(BRIEF):
Put each line of the rows below into a numbered list, skipping any blank lines and leaving out the pictures.
** START GIVEN ENTRIES **
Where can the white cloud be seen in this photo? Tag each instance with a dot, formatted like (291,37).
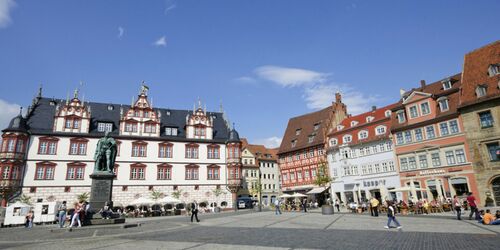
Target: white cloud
(319,89)
(162,41)
(7,112)
(289,77)
(5,8)
(271,142)
(121,31)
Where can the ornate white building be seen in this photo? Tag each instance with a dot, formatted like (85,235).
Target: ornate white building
(159,149)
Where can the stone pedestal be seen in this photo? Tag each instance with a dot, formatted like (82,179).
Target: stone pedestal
(101,189)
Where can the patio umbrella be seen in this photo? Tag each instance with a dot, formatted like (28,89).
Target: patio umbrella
(142,201)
** END GIVEN ENTRIES **
(TASK ANSWER):
1. Where can the white cloud be seen in this photo? Tag each instance with a dot, formatted like (291,37).
2. Target: white cloud
3. (319,89)
4. (162,41)
5. (7,112)
6. (289,77)
7. (5,8)
8. (271,142)
9. (121,31)
10. Where can the ornate white building be seen in this photo? Tag each instance with a dot, formatted like (85,235).
11. Target: ornate white building
12. (159,149)
13. Where can the stone pedestal be seen in this photo? Tag each instance with a dot, formatted like (82,179).
14. Target: stone pedestal
15. (101,189)
16. Where can the patio umbrella be seen in this photo? Tag each instance with a dot, formatted like (28,89).
17. Target: patio umbrella
18. (142,201)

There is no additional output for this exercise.